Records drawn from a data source
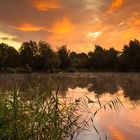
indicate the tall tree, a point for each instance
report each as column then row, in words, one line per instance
column 28, row 51
column 63, row 54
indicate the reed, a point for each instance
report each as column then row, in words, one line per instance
column 46, row 117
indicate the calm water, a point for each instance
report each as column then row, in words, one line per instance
column 123, row 125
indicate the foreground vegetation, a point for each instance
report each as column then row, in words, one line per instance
column 40, row 57
column 47, row 116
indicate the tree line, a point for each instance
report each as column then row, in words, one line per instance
column 40, row 57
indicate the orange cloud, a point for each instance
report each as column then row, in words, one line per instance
column 115, row 5
column 29, row 27
column 44, row 5
column 62, row 27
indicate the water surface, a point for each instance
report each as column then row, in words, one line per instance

What you have to do: Return every line of the listing above word for word, omitting the pictures.

Completed task:
indicate the tall tree, a point for each instance
report each as column then row, in words, one line per instance
column 28, row 51
column 63, row 54
indicate the reed, a point for each instance
report each as column then row, in words, one line per instance
column 46, row 117
indicate the calm water, a point for each instance
report each as column then row, in words, one line per instance
column 123, row 125
indicate the foreground vegetation, a point for each instance
report each as column then row, in words, one line per instance
column 40, row 57
column 47, row 116
indicate the tree line, a point for each instance
report each as column then row, in words, one line per instance
column 40, row 57
indicate the orange cloud, a point for each instance
report each as column then row, in words, one line per instance
column 115, row 5
column 29, row 27
column 44, row 5
column 62, row 27
indicate the water surface, a point for each instance
report each as column then row, in words, one line per instance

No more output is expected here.